-- Given task --
Rewrite the lines of the records below as a numbered list, leaving out any blank lines. Begin at the line that contains "Get the bounding box for shoe." and stop after the line that contains "49;81;320;211", including both of those lines.

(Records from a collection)

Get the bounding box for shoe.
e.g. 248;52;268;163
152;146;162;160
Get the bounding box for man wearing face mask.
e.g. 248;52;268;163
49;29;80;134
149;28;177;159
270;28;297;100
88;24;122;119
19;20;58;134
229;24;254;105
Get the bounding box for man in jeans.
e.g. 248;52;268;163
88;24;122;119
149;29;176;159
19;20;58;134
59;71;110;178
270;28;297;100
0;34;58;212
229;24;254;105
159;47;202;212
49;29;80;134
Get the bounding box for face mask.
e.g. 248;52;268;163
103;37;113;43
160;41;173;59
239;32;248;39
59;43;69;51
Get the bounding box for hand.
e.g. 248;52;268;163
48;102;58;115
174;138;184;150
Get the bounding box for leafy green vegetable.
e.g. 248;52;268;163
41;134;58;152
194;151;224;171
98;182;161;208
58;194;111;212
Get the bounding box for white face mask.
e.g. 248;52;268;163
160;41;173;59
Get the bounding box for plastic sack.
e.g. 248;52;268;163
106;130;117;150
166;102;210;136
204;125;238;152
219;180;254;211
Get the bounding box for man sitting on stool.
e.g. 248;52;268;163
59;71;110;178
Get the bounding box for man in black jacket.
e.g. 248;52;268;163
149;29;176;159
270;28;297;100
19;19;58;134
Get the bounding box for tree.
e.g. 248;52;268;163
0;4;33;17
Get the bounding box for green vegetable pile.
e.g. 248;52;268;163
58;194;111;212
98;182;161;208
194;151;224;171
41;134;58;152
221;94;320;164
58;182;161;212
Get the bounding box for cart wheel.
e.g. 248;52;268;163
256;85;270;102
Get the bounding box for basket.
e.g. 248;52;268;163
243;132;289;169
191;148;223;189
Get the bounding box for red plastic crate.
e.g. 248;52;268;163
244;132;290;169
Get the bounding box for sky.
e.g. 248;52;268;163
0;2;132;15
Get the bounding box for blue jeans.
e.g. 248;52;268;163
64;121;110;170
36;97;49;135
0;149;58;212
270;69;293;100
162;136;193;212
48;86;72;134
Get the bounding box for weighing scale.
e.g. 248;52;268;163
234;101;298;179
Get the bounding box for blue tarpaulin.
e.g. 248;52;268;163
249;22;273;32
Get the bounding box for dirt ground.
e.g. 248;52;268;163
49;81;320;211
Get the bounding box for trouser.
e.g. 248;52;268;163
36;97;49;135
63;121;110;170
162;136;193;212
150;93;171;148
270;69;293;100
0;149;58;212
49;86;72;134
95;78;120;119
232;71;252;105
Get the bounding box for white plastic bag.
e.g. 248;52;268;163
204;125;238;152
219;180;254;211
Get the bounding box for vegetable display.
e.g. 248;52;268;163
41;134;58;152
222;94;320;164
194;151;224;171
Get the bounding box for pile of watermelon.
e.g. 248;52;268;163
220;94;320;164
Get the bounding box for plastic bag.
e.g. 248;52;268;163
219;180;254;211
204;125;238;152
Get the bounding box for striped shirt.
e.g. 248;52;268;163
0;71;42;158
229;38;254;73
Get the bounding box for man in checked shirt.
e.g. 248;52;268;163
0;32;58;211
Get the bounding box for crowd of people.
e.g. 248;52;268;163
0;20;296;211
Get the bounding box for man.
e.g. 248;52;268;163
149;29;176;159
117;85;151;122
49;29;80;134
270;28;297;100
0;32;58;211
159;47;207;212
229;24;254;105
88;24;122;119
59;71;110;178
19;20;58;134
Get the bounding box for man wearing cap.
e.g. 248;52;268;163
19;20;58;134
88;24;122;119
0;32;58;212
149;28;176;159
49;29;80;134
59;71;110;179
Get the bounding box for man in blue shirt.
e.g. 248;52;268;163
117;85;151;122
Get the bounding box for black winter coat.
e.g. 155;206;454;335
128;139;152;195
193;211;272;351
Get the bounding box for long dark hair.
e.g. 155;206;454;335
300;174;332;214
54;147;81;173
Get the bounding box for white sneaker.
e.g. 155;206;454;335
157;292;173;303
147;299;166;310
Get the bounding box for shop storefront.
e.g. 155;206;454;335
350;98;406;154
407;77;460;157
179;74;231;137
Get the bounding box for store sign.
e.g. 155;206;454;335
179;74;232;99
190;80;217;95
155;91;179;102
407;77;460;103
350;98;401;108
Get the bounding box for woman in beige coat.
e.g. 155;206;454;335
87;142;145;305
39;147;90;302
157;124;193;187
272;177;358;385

...

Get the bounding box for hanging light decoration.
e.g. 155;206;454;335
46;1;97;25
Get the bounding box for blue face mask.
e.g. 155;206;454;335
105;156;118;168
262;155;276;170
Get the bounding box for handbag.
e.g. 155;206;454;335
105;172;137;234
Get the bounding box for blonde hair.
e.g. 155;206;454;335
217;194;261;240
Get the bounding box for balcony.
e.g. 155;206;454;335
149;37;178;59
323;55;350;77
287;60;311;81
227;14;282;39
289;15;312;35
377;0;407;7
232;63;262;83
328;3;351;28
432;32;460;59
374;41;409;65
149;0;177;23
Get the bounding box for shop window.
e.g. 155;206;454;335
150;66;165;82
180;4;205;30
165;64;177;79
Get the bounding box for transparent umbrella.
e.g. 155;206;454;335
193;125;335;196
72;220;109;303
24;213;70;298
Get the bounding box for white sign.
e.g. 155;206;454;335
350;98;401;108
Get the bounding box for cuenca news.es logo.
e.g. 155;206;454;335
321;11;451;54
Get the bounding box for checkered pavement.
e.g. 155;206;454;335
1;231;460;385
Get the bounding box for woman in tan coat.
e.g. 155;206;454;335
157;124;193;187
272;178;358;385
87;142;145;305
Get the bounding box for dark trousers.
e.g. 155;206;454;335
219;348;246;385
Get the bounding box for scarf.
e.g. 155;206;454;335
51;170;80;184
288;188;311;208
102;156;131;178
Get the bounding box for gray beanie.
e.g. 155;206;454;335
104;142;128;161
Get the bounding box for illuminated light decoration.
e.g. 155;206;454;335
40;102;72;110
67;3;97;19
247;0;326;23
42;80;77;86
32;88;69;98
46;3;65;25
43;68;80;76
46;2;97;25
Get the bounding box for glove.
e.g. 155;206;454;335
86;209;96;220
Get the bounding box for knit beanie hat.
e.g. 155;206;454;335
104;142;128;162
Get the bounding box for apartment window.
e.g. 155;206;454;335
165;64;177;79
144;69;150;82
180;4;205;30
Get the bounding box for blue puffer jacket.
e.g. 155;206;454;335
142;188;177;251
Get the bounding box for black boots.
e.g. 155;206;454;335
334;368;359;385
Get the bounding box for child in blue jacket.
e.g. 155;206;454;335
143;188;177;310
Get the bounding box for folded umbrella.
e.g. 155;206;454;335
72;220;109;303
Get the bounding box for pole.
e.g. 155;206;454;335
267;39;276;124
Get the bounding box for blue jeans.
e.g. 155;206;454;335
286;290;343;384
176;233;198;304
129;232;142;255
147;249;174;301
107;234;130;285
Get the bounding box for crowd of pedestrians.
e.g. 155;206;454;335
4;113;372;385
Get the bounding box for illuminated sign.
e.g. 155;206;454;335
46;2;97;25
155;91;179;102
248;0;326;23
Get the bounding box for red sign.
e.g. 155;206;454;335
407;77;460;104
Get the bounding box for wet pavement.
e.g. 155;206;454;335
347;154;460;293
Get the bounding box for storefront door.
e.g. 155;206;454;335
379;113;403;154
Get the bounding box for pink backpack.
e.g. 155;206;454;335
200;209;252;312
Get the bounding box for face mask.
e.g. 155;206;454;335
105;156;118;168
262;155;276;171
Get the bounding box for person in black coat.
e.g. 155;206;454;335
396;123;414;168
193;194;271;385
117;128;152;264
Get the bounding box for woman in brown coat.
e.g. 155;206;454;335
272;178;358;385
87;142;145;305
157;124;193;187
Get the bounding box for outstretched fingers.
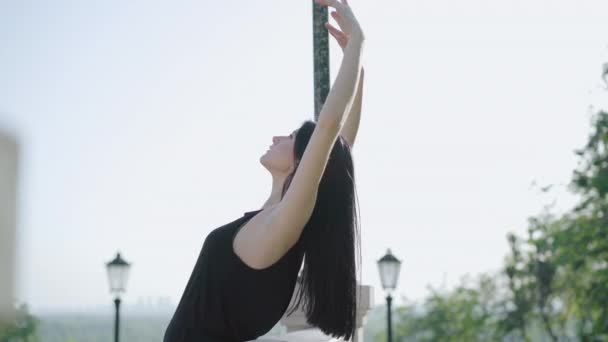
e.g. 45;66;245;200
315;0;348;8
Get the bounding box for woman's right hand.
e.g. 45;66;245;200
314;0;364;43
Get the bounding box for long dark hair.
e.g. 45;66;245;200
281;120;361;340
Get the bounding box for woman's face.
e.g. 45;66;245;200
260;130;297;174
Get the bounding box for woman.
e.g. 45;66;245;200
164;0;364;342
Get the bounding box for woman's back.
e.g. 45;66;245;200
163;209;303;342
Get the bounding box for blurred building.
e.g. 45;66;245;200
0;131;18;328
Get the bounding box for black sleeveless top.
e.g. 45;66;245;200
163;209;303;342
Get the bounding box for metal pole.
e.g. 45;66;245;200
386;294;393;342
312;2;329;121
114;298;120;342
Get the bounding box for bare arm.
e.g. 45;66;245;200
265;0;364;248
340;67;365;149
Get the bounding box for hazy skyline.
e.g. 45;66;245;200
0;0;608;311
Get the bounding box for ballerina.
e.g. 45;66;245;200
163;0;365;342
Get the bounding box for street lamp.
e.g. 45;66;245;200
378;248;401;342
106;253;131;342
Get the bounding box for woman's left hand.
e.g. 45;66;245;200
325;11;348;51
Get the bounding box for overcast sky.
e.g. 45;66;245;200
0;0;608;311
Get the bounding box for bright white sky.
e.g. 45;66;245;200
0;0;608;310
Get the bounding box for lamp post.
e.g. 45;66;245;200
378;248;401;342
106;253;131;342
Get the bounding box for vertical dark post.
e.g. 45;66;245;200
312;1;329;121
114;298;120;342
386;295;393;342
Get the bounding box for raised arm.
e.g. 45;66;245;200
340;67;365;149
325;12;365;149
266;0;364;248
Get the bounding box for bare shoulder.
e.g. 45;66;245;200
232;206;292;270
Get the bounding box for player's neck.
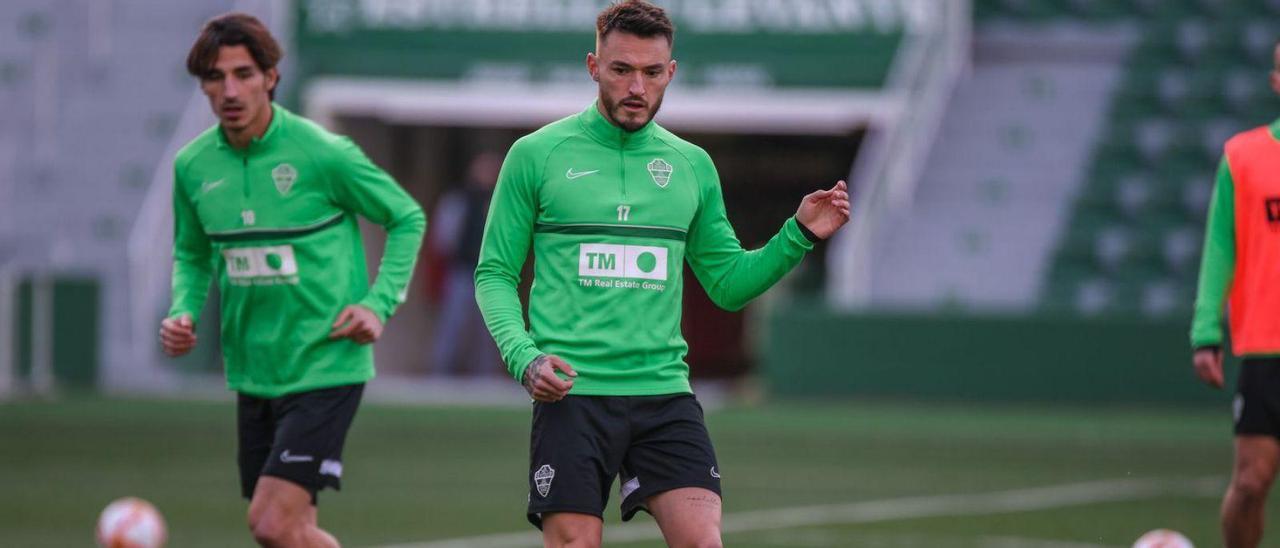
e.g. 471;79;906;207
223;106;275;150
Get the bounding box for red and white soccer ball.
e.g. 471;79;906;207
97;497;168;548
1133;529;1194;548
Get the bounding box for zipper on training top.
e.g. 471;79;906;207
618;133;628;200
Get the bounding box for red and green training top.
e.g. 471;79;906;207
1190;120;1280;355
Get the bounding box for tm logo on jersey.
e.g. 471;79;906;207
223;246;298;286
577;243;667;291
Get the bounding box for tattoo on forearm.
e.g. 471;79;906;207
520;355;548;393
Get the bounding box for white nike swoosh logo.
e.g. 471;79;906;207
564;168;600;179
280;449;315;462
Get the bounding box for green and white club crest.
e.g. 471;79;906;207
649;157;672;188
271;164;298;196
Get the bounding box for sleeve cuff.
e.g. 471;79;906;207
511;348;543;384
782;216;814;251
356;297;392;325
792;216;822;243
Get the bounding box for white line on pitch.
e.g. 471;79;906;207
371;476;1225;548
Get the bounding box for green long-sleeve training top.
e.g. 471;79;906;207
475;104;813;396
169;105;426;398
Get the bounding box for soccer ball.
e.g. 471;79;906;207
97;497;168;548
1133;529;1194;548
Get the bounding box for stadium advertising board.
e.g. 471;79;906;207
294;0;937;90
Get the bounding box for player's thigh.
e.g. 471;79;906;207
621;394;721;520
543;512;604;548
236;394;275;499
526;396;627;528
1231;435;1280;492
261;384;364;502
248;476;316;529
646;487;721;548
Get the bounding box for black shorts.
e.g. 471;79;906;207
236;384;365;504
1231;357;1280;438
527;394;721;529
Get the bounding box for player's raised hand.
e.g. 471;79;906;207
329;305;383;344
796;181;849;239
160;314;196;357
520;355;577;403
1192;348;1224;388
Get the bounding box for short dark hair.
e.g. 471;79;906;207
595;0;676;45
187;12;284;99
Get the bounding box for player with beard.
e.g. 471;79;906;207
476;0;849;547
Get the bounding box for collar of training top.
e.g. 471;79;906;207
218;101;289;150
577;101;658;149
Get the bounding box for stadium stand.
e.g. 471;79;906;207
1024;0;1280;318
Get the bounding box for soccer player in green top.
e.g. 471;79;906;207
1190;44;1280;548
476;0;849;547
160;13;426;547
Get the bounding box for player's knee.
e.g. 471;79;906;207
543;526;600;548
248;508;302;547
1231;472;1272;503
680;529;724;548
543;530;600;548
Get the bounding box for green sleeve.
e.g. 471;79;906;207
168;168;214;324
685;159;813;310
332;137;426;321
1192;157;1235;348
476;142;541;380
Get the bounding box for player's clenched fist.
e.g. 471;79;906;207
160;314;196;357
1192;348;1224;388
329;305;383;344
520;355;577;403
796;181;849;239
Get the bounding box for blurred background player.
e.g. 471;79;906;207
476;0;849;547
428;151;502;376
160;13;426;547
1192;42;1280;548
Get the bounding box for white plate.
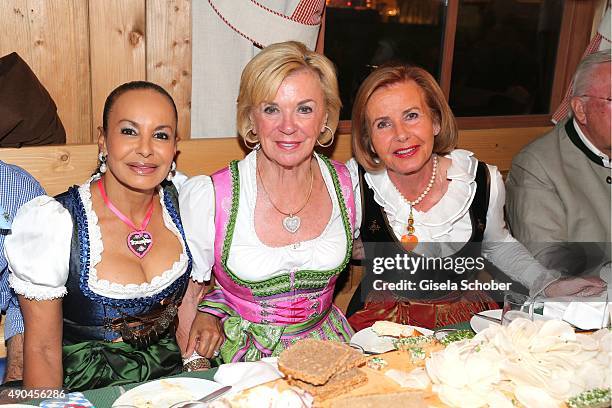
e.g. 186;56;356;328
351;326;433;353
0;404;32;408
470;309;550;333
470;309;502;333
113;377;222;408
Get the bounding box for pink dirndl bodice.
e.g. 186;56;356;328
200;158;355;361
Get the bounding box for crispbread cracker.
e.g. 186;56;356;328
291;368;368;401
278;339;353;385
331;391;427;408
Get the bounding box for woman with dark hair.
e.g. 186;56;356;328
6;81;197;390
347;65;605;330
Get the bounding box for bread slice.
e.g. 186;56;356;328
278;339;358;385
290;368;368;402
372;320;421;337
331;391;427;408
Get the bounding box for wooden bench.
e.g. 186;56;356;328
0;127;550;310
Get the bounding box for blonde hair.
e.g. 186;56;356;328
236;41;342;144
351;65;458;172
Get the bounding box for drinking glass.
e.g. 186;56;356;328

-- Task output --
1. Get the bounding box for shoe.
2. e.g. 248;52;268;163
3. 152;146;162;160
4. Get the bounding box for man wearing face mask.
5. e.g. 248;52;268;163
6. 49;29;80;134
7. 149;28;177;159
8. 270;28;297;100
9. 88;24;122;119
10. 19;20;58;134
11. 229;24;254;105
12. Get the bounding box for man in jeans.
13. e.g. 248;52;268;163
14. 88;24;122;119
15. 149;29;176;159
16. 19;20;58;134
17. 59;71;110;178
18. 270;28;297;100
19. 0;34;58;212
20. 229;24;254;105
21. 159;47;202;212
22. 49;29;80;134
23. Get the bounding box for face mask.
24. e.g. 248;52;268;163
25. 103;37;113;43
26. 160;41;173;59
27. 239;32;248;39
28. 59;43;69;51
29. Get the bounding box for hand.
30. e.g. 248;52;268;163
31. 48;102;58;115
32. 174;138;184;150
33. Get the bounding box for leafy green vegetable.
34. e.g. 248;52;268;163
35. 41;134;58;152
36. 194;151;224;171
37. 98;182;161;208
38. 58;194;111;212
39. Get the bounding box for white face mask.
40. e.g. 248;52;268;163
41. 160;41;173;59
42. Get the bounding box for plastic sack.
43. e.g. 248;52;268;163
44. 106;130;117;150
45. 166;102;210;136
46. 204;125;238;152
47. 219;180;254;211
48. Get the bounding box for man sitting on stool.
49. e.g. 248;52;268;163
50. 59;71;110;178
51. Get the bounding box for man in black jacket.
52. e.g. 248;52;268;163
53. 149;29;176;159
54. 270;28;297;100
55. 19;19;58;134
56. Get the bounding box for tree.
57. e.g. 248;52;268;163
58. 0;4;33;17
59. Get the bounding box for green vegetable pile.
60. e.g. 248;52;268;163
61. 58;194;111;212
62. 98;182;161;208
63. 194;151;224;171
64. 41;134;58;152
65. 221;94;320;164
66. 58;182;161;212
67. Get the bounding box for cart wheel.
68. e.g. 248;52;268;163
69. 256;85;270;102
70. Get the bounding box for basket.
71. e.g. 248;52;268;163
72. 243;132;289;169
73. 191;148;223;189
74. Get the bounding box for red plastic crate.
75. e.g. 248;52;268;163
76. 244;132;290;169
77. Get the bounding box for sky.
78. e.g. 248;52;268;163
79. 0;2;132;15
80. Get the bounding box for blue jeans.
81. e.g. 248;52;268;163
82. 64;121;110;170
83. 36;97;49;135
84. 0;149;58;212
85. 270;69;293;100
86. 162;136;193;212
87. 48;86;72;134
88. Get the bounding box for weighing scale.
89. e.g. 248;52;268;163
90. 234;101;298;179
91. Get the bounding box for blue tarpaulin.
92. e.g. 248;52;268;163
93. 249;22;273;32
94. Get the bounding box for dirt ground.
95. e.g. 248;52;268;163
96. 49;81;320;211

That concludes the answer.